■ Document passage ■
____________________
1. Get Ubuntu Installed.

To get the ball rolling, you’re going to need a way to install Ubuntu on your shiny new eeePC.  If you don’t have a USB CD/DVD drive laying around, all is not lost.  You’ll first want to download the Ubuntu Hardy Desktop x86 iso, either from the Ubuntu Website, or a torrent, or whatever.  In the end, you want to have an ISO to work from.

Next, hit the UNetbootin site and download the latest UNetbootin.  Get a USB flash drive formatted with the FAT32 filesystem, at least a 1GB drive please.  The Ubuntu install unpacks onto the drive to the tune of about 700MB.  Fire up UNetbootin, point it at the ISO you downloaded, tell it which USB drive to write the image to and wait.  Go get a cup of tea, or something.  Come back in 5-10 minutes.

Plug that thumb drive into your eeePC and turn the system on.  Tap gently on the ESC key several times, until presented with a boot menu.  Select USB: from the list and boot away into the Ubuntu livecd installer.  Now just do what comes naturally.  Read a bit about your particular system’s setup first, to make your life easier down the road.  For example, my eeePC 1000 ships with 2 SSDs inside, an 8GB and a 32GB.

I left the /dev/sda3 and /dev/sda4 partitions alone (the BIOS loader partition and an EFI loader partition, respectively), and created a single /dev/sda1 partition with what space was available after removing partitions 1 & 2.  This is mounted on /, as fs type ext2.  I’ve got the larger SSD split into a 30GB /dev/sdb1, mounted on /home as ext2 and left the remainder unpartitioned (for the moment).

Let’s stop and talk filesystems for a minute.  Why ext2 and not ext3, xfs or jfs?  As much as I’d like to use a journaling filesystem, those cause more write operations than a non-journaled fstype, such as ext2.  And as we all know, flash devices have a finite lifespan for write operations.

2. Kernels, Drivers and Flash Drives, oh my..

If you’re on an eeePC 901 or 1000 model, after you reboot, there will be no working network for you.  This is easily remedied, thanks to Adam M.  Hit his site, get the kernel and modules debs, toss them on a flash drive, connect the drive to the eeePC, install & reboot into that new kernel.  Voila, now your onboard Ethernet (Attansic) works, as does your Wifi (Ralink).  Log in and get that stuff all setup, per Adam’s docs.

3. More Flash Life Prolonging…

What writes to the drive constantly without mercy?  Syslog.  You want syslog to stop doing that.  Don’t worry, it’s pretty painless..  Open your /etc/fstab, as root (use sudo or gksudo along with the text editor of your choice) and add these 4 lines:

tmpfs        /tmp         tmpfs    defaults    0    0
tmpfs        /var/tmp     tmpfs    defaults    0    0
tmpfs        /var/log     tmpfs    defaults    0    0

After saving, reboot.  You’ll now occasionally see errors about files in /var/log missing, or something like that, but are you really that interested in reading the log files on your netbook?  If you need to really capture log data from it, either add a small SD card mounted on /var/log, or send your syslogs to a syslog server over the network.
____________________
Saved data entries
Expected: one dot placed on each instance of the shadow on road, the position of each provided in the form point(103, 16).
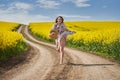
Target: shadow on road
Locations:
point(87, 65)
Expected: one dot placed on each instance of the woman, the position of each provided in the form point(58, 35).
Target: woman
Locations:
point(60, 27)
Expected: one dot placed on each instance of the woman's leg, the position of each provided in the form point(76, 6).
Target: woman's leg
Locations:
point(62, 44)
point(56, 41)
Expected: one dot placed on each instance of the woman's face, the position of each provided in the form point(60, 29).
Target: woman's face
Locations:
point(59, 20)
____________________
■ Instruction ■
In the eeePC Ubuntu guide, list every filesystem type named in the paragraph that begins "Let's stop and talk filesystems for a minute." The saved data entries have no role here.

■ Task result ■
ext2, ext3, xfs, jfs